__Pointing and labeling items__.
┄┄┄┄┄┄┄┄┄┄

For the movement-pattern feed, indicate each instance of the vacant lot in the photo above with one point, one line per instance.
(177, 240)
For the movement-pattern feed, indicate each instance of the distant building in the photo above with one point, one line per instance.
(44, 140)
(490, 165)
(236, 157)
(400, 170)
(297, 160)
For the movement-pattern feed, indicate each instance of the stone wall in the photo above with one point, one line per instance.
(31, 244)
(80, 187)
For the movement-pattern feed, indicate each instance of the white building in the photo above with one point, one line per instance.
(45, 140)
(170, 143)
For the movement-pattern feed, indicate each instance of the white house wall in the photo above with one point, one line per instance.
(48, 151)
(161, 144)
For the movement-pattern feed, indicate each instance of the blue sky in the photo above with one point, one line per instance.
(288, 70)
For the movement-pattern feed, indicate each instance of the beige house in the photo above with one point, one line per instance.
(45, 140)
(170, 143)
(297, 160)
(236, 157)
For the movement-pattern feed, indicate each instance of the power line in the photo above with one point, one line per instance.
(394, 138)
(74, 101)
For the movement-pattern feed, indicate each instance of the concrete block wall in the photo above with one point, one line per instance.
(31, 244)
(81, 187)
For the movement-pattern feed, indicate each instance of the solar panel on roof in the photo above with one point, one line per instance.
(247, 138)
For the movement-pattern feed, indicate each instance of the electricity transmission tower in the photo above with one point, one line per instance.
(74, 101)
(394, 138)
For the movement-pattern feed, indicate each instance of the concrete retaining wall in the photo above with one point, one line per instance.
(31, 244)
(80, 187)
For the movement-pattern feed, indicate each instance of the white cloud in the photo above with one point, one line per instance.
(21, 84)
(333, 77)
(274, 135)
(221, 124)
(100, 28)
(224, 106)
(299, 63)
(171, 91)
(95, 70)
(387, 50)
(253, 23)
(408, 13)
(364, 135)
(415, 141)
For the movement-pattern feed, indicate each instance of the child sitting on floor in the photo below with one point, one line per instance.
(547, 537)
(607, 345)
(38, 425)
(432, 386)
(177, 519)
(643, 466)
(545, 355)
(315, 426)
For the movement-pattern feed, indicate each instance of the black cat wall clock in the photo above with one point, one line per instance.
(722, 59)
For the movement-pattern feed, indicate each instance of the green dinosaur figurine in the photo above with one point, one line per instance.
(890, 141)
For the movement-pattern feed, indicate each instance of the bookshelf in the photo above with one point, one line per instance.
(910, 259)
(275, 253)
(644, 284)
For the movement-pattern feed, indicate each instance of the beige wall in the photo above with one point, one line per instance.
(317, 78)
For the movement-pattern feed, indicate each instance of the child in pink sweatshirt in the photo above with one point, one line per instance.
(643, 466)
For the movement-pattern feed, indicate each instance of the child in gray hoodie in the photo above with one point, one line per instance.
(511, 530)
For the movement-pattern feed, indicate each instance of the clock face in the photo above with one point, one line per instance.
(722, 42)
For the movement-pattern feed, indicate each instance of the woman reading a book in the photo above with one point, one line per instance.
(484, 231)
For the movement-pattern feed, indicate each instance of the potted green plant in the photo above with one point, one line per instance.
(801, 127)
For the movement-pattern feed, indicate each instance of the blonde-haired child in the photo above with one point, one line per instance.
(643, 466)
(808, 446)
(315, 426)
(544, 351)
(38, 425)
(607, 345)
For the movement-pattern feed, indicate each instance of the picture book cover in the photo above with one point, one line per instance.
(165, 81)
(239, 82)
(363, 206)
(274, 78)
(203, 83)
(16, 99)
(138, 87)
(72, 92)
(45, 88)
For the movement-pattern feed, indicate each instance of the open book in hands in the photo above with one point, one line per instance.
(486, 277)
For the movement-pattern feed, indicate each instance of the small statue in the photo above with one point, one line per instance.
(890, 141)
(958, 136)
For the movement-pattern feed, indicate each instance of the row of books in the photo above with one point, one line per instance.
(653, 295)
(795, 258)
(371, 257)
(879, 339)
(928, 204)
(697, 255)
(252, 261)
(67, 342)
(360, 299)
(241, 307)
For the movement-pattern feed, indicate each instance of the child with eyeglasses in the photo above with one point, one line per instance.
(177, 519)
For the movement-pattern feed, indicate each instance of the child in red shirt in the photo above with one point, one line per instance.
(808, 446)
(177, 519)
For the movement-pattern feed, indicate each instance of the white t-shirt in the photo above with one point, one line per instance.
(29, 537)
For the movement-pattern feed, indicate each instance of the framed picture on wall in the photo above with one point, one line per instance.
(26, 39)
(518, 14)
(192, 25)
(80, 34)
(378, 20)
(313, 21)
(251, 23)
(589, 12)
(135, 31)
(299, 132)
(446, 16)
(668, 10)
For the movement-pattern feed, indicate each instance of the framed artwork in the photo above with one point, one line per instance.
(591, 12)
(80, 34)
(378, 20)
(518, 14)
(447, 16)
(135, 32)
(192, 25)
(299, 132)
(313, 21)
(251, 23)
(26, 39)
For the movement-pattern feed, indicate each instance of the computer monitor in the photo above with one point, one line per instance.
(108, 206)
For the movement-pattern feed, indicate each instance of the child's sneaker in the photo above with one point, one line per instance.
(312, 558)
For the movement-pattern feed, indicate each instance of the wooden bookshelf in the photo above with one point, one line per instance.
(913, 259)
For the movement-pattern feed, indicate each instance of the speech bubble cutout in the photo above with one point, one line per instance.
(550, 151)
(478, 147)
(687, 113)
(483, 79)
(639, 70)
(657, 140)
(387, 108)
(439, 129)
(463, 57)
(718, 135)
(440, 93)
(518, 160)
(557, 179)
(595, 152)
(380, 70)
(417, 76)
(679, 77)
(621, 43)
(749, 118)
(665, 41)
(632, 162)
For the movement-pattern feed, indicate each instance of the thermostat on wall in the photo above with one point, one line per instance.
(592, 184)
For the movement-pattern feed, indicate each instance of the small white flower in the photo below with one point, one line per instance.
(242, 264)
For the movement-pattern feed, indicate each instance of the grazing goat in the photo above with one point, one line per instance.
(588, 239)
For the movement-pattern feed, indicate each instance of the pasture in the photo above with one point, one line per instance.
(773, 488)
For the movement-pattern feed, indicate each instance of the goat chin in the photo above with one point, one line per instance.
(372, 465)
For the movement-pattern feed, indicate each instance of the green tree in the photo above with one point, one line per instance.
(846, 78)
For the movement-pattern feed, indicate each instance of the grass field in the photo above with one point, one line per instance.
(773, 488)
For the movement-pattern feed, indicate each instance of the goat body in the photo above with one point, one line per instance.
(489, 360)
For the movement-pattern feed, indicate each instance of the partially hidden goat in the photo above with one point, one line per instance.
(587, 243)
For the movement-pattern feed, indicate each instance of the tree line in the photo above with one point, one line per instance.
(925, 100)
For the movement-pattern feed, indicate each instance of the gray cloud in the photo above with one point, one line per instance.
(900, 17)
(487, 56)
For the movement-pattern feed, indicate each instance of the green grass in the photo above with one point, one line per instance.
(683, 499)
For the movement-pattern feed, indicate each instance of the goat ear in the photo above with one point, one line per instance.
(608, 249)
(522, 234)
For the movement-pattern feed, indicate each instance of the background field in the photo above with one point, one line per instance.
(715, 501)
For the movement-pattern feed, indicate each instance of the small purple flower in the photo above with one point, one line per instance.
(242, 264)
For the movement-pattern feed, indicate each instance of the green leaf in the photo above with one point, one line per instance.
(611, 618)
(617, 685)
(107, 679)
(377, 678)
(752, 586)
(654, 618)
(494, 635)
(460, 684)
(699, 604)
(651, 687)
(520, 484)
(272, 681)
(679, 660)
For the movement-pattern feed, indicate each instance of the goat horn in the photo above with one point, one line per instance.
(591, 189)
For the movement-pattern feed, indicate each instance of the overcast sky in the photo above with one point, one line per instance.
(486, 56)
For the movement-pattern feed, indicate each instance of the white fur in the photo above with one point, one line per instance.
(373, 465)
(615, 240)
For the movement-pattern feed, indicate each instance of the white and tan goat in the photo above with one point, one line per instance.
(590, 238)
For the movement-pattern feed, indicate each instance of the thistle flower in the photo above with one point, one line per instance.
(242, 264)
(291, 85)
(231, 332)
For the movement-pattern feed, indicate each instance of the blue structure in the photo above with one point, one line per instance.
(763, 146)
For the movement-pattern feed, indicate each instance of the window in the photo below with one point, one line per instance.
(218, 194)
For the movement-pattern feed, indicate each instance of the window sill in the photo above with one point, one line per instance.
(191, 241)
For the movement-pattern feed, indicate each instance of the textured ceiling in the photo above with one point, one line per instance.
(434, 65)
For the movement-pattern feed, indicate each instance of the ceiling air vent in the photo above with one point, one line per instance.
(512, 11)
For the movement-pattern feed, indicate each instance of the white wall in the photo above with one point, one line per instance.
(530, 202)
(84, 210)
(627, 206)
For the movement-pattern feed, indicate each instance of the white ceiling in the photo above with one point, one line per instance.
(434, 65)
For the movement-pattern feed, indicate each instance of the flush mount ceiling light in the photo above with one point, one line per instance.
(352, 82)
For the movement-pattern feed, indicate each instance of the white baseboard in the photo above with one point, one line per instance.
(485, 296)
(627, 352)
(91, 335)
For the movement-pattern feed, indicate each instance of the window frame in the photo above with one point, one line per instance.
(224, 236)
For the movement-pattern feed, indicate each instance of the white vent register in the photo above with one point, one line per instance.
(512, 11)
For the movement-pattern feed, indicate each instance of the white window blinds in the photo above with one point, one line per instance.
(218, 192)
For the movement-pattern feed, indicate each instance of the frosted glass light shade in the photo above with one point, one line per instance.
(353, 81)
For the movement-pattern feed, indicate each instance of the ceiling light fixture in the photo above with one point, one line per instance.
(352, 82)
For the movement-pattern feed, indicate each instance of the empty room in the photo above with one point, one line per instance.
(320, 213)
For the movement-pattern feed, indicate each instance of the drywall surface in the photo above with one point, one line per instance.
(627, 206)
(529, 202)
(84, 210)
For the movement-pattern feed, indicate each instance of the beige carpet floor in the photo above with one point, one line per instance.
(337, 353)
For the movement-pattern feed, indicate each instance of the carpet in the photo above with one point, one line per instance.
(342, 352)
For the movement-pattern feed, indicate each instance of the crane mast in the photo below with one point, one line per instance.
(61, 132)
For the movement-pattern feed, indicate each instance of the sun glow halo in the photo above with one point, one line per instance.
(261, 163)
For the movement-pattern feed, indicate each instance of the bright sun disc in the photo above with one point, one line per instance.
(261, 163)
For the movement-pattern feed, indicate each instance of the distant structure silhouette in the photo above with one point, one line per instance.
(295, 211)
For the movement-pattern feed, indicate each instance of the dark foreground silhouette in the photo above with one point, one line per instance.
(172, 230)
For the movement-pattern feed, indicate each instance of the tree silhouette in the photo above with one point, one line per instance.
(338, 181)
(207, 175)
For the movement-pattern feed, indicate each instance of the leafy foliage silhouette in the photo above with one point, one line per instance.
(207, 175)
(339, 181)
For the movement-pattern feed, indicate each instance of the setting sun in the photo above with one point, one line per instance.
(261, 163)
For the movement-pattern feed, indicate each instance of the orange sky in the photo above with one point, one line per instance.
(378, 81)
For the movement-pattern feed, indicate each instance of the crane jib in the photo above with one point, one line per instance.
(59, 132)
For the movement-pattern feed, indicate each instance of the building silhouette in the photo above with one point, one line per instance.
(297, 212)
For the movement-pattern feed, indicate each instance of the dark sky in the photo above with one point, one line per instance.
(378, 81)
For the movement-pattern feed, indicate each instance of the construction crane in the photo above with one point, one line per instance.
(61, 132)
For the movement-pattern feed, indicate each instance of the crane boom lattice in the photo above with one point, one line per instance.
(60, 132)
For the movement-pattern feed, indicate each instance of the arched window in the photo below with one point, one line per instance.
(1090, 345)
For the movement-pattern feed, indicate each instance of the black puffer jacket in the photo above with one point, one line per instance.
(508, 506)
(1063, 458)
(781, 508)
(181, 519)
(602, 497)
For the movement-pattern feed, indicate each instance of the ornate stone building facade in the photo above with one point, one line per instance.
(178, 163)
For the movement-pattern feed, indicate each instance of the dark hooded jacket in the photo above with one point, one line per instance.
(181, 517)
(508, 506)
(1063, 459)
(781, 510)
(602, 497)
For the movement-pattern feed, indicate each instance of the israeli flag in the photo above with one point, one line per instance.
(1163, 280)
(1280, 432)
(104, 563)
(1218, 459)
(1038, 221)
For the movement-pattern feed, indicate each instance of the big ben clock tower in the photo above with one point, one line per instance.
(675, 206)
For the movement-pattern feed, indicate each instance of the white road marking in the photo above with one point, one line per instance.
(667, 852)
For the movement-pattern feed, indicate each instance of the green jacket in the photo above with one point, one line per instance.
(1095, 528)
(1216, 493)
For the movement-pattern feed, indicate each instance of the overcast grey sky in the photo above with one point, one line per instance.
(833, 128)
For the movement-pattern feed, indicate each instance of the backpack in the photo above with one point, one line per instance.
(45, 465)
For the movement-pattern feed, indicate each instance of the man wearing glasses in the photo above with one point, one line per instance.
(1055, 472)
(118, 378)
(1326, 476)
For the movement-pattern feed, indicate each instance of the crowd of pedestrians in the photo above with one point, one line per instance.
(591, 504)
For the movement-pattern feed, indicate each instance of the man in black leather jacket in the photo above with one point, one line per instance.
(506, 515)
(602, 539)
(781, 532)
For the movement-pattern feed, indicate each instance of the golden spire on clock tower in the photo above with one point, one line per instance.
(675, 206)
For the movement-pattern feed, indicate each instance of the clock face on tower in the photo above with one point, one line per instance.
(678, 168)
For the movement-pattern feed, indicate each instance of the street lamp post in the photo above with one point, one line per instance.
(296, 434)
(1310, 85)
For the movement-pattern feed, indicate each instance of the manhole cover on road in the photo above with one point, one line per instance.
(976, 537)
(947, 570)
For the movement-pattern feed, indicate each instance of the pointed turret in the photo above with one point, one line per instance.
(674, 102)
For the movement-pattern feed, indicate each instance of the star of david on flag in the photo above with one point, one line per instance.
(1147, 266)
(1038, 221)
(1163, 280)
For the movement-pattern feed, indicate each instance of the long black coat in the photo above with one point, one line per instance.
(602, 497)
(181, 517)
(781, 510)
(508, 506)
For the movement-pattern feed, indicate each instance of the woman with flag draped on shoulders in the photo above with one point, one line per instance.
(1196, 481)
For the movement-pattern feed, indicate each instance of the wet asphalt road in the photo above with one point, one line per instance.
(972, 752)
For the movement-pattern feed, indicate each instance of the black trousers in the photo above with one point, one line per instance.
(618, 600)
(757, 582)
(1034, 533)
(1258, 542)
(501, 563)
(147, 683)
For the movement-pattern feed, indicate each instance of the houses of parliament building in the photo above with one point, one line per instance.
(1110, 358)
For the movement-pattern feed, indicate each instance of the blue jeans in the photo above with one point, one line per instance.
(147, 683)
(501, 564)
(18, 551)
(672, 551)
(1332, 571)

┄┄┄┄┄┄┄┄┄┄

Reproduce the lines from the one containing "the dark sky" through the one containing "(1090, 345)", inclusive, with the items unchanged and every point coordinate in the answers scaled by 1.2 and rounded to the nearest whole number, halves rounded up.

__WORKED ANSWER__.
For the movement-pattern feed, indicate each instance of the dark sky in the photo above with one point, one line per instance.
(454, 97)
For the movement-pattern feed, indicate each instance of the construction crane in the photo above with one point, one line per instance.
(73, 158)
For the movement-pattern feed, indicate each instance of the crane boom lattice in the photo above with one point, one line per instance.
(72, 158)
For the movement-pattern feed, indicate each instance of the arched window in the photo below with one point, one line per instance.
(1308, 414)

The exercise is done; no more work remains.